### Défi:
Dans le passage sur le travail de nuit, répondez aux questions suivantes :
(a) Quelle position le syndicat de l’établissement a-t-il prise sur le travail de nuit ?
(b) Outre le travail de nuit, de quelle autre question les syndicats de la branche du commerce parisien ont-ils fait un cheval de bataille ?
(c) D’après la CGT, quelle part des salariés a signé la pétition de l’entreprise favorable au travail de nuit ?

### Passage proposé:
++++++++++++++++++++
L’autre problème est celui du rôle des syndicats. On a vu que, dans l’établissement, le syndicat a donné son feu vert au travail de nuit. Mais les syndicats de la branche du commerce parisien (soit le niveau représentatif au-dessus de l’entreprise) y sont opposés et, depuis quelques mois, en ont fait un cheval de bataille (avec également l’interdiction du travail du dimanche). Ces luttes juridiques sont une nouvelle façon de faire des syndicats – et le signe d’une juridicisation croissante des relations du travail – au moment où les syndicats ont de plus en plus de difficultés de recruter des adhérents ou d’organiser des défilés. Il y a là – pourrait-on dire – une transformation de la sociologie du travail du syndicalisme.

On pourrait penser que dans ce cas précis devrait s’appliquer une sorte de principe de subsidiarité. Ce que le niveau local peut régler localement – c’est-à-dire dans l’entreprise – n’a pas à faire l’objet d’immixtion de niveaux supérieurs. Mais tel n’est pas le cas dans le jardin à la française du droit syndical et, plus largement, du droit du travail. L’autonomie des acteurs locaux est toujours sous surveillance et à la merci d’actions qui échappent à ces derniers. Cela étant, la CGT – l’une des organisations à l’origine de la procédure – a déclaré que seule une petite minorité des salariés avaient signé la pétition de l’entreprise favorable au travail de nuit. En fait, on peut supposer aussi que le personnel de l’entreprise est également partagé sur la question et, probablement, ceux qui sont les plus anciens ou qui ont les contrats de travail les plus solides, sont moins enclins à accepter de travailler la nuit… même si cela risque de réduire l’activité de collègues, voire risque de les pousser hors de l’entreprise.. tout cela au nom de la protection des salariés (on préfère tout de même ne pas parler de solidarité). Dans ce cas précis, on observe donc ce qui serait une "rencontre" entre permanents syndicaux et des salariés assez bien insérés… Ces derniers vont donc voir leurs positions consolidées – échappant définitivement au travail de nuit – tandis qu’une partie de ceux qui travaillaient la nuit pourraient bientôt se retrouver à Pôle emploi. Toute cette affaire tend donc à démontrer que l’action syndicale et juridique dans ce cas précis bénéficie avant tout à ceux qu’on pourrait appeler les insiders tandis que les outsiders sont condamnés à l’invisibilité et que, nécessairement, va se creuser le dualisme de l’emploi… Des salariés assez bien protégés d’un côté, d’autres condamnés au chômage ou au sous-emploi.
++++++++++++++++++++
### Matériel présenté:
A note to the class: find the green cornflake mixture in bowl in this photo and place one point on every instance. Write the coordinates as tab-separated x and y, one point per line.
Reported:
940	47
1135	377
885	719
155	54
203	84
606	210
++++++++++++++++++++
### Réponse:
(a) Il a donné son feu vert au travail de nuit.
(b) L’interdiction du travail du dimanche.
(c) Seule une petite minorité des salariés.